• [Tasks]
A – List every pianist named in the article below about what musicians learned from the pandemic.
B – According to the article below about what musicians learned from the pandemic, how old was the writer's mother when she died?

• [Extract provided]
######

What musicians like me learned from the pandemic

18 December 2021

9:00 AM

18 December 2021

9:00 AM

My mother died earlier this year aged 85. She left me her old pianola. These were popular in the 1920s and 1930s before people had records and hi-fis. You would put the rolls on the pianolas and they were cut by the great pianists of the day, from the popular players like Charlie Kunz, as well as the star jazz and rhythm pianists like Fats Waller or Jelly Roll Morton, and also the great concert pianists like Rubinstein. You would simply put the piano roll on and then pedal away.

The old war-damaged pianola had been left to her by her mother — and I learnt in my grandmother’s front room — so the old piano has lasted for three generations. Without that pianola, all the extraordinary things in my life would never have been possible. It seemed somehow meaningful that it came back to me when I was making a record of piano music with friends. A piano is one of the few things you can buy which might still be passed down several generations. It used to be in the 1950s that if you spent more on a fridge it would last you longer, or if you bought a Rolls-Royce it would keep going longer than an old Austin, but nowadays that’s no longer the case: everything is disposable, everything has built-in obsolescence and can be chucked away.

I am quite a positive person. The author and guru John Michell once said to me that some people think that if certain events happen then the future will be wonderful. Others will reflect on how there was once a golden age when everything was perfect. However, he advised me that paradise is now, the moment we are in. That’s always stuck with me and been my attitude — though it has been really tested over the past two years.

######

• [Supplied data]

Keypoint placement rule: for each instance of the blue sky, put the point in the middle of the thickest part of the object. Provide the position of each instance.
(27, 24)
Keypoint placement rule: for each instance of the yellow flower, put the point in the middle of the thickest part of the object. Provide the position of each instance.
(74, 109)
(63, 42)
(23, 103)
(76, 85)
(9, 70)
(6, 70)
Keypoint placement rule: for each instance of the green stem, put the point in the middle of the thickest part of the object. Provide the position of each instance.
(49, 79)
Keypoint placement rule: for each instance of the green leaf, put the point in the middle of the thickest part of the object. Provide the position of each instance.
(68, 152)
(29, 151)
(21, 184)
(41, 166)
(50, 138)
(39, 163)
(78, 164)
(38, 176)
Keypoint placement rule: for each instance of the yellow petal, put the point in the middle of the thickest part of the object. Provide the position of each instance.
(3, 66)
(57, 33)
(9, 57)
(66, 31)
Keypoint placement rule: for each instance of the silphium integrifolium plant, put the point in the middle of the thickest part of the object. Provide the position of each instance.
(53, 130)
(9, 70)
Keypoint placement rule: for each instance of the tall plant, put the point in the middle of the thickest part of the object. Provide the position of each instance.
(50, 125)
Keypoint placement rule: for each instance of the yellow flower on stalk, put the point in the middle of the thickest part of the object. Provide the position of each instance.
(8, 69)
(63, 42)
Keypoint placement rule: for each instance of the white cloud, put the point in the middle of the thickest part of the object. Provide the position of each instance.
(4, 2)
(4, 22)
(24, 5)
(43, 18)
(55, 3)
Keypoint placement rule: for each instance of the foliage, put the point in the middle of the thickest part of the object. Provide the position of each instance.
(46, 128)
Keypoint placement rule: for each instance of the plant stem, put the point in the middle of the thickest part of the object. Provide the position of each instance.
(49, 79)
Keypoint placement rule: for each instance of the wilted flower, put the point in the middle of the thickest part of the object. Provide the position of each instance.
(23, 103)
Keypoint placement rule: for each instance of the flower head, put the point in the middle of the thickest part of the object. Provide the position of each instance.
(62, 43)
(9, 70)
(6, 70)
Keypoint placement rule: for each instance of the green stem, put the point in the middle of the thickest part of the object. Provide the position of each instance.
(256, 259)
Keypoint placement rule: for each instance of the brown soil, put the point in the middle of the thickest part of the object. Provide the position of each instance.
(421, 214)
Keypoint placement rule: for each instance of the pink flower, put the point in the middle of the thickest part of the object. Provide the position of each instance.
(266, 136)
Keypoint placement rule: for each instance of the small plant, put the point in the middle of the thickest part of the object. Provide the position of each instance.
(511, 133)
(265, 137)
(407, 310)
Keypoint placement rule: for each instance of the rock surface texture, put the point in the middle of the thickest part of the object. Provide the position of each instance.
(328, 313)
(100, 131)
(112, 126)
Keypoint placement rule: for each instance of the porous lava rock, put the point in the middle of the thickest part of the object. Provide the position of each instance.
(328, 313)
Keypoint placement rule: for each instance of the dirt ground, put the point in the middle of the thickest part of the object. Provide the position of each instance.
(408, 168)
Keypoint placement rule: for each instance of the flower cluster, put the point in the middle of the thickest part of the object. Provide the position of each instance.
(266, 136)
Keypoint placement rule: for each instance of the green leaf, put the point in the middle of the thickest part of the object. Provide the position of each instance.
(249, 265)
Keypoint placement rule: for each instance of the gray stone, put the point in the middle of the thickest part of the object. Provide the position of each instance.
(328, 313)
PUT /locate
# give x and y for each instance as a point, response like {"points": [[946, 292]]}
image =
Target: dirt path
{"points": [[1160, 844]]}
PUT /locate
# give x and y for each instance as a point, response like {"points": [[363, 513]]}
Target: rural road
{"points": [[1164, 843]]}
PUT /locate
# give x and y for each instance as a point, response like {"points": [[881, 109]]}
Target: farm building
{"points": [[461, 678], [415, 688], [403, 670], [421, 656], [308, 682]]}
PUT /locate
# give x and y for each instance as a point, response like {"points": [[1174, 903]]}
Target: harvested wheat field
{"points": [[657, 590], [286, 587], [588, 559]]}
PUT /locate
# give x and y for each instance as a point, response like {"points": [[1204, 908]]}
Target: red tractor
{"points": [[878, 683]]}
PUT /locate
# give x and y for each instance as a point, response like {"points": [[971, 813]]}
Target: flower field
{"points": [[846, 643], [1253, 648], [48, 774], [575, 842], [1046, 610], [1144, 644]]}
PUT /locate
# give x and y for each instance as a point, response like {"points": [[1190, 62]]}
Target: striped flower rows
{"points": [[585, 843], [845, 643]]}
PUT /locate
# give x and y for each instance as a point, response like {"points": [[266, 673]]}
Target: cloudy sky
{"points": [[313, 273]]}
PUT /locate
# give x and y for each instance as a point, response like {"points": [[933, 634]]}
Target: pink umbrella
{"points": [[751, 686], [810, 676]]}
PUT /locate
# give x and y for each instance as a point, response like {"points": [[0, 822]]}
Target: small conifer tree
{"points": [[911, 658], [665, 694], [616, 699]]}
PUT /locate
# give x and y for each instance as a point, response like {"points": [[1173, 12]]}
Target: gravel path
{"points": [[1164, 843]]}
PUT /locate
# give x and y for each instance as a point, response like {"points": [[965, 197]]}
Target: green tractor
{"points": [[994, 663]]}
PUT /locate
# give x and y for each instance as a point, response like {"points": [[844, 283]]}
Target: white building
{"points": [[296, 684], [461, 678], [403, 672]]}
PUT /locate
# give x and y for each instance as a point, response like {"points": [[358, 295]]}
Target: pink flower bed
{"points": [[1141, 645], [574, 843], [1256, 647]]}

######

• [Written answers]
A – Charlie Kunz, Fats Waller, Jelly Roll Morton, Rubinstein

B – She was 85.